ESTRATTO DELLA FONTE:
Un’altra illusione nasce dalla confusione tra libertà e diritti. Le libertà tendono alla salvaguardia dell’autonomia individuale – quindi alla produzione di valore d’uso – i diritti tutelano l’accesso alle merci (inclusi i servizi) e contribuiscono a definirne il carattere di obbligatorietà. L’esito è un cortocircuito che Illich chiama con il termine mitologico di Nemesi, la punizione che l’uomo attira su di sé per la sua presunzione e fiducia scriteriata delle istituzioni della megamacchina. Per lui, con l’industrializzazione del desiderio e la tecnicizzazione delle relative risposte circolari, desiderio -consumo- insoddisfazione-desiderio, la dismisura è divenuta fenomeno di massa.“Il progresso materiale è diventato l’obiettivo di Ognuno. La hybris industriale ha infranto la cornice mitica che poneva limiti alle fantasie irrazionali, ha fatto sembrare razionali le risposte tecniche a sogni insensati in una cospirazione tra fornitore e cliente”.

Illich cerca di fornire soluzioni, provando a reiventare il limite nella cosciente accettazione dell’austerità “conviviale”. La soluzione è generosa ma utopistica se non è sorretta da quel forte impianto di principi etici comunitari e spirituali che la modernità ha screditato e gettato nella spazzatura. Più efficace è la rivendicazione di cinque diritti fondamentali della persona orientati a ristabilire un equilibrio “multidimensionale, aperto, suscettibile di modificarsi entro parametri flessibili e tuttavia finiti”, minacciato su diversi piani dell’esistenza.

CONSEGNA 1: Elenca in ordine le voci della sequenza circolare che nel brano su Illich segue le parole "risposte circolari".
CONSEGNA 2: Cita senza modifiche dal brano su Illich la parte che si apre con le parole contenenti "Illich cerca di" e si chiude con "diversi piani dell’esistenza.".

DATI IN ESAME:
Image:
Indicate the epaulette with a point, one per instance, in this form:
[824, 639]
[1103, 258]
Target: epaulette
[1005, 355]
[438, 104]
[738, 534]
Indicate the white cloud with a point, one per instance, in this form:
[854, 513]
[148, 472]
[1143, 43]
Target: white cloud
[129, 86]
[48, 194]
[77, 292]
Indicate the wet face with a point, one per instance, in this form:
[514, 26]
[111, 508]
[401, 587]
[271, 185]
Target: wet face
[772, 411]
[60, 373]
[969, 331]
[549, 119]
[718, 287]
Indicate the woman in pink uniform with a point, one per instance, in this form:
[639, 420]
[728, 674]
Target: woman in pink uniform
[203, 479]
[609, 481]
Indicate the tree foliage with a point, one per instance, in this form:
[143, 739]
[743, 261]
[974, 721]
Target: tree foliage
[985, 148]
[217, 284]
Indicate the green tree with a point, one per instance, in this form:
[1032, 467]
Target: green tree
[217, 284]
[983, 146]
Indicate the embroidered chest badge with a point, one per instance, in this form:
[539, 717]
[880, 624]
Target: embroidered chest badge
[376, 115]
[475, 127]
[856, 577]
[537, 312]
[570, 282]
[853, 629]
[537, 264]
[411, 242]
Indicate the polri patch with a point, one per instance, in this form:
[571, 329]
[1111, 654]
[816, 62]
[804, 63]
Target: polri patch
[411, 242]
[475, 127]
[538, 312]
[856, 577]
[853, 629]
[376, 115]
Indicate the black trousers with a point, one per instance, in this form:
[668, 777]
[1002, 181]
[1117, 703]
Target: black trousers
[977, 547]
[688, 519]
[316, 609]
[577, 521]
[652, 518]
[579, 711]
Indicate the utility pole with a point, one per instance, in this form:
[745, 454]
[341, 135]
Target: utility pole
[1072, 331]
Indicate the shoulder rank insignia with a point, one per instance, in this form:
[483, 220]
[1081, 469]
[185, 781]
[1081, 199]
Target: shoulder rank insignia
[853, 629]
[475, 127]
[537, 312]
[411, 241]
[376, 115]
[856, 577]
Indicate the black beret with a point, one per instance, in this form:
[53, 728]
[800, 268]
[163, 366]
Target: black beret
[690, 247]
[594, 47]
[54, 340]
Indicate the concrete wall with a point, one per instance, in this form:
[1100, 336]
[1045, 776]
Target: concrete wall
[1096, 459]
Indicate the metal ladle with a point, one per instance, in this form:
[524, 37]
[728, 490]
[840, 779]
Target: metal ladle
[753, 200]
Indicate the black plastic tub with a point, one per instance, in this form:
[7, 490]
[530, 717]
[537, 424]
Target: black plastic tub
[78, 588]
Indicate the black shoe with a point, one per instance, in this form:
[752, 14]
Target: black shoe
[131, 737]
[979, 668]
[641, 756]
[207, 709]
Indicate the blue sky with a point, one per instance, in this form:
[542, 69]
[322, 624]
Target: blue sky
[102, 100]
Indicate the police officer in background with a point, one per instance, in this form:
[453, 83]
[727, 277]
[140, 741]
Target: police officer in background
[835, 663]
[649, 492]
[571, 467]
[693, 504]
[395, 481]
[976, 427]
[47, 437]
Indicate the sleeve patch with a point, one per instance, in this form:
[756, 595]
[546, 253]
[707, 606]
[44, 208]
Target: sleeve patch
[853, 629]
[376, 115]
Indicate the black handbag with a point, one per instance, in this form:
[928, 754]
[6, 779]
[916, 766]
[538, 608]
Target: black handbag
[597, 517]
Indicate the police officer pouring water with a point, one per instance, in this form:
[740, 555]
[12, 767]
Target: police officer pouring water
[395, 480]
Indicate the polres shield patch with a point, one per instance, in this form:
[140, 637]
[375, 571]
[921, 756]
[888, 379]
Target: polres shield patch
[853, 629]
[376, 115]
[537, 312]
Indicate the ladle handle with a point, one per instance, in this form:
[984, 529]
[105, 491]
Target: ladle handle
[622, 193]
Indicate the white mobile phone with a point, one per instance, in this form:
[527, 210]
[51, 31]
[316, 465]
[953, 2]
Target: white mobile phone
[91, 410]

RISULTATO 1: desiderio; consumo; insoddisfazione; desiderio

RISULTATO 2:
Illich cerca di fornire soluzioni, provando a reiventare il limite nella cosciente accettazione dell’austerità “conviviale”. La soluzione è generosa ma utopistica se non è sorretta da quel forte impianto di principi etici comunitari e spirituali che la modernità ha screditato e gettato nella spazzatura. Più efficace è la rivendicazione di cinque diritti fondamentali della persona orientati a ristabilire un equilibrio “multidimensionale, aperto, suscettibile di modificarsi entro parametri flessibili e tuttavia finiti”, minacciato su diversi piani dell’esistenza.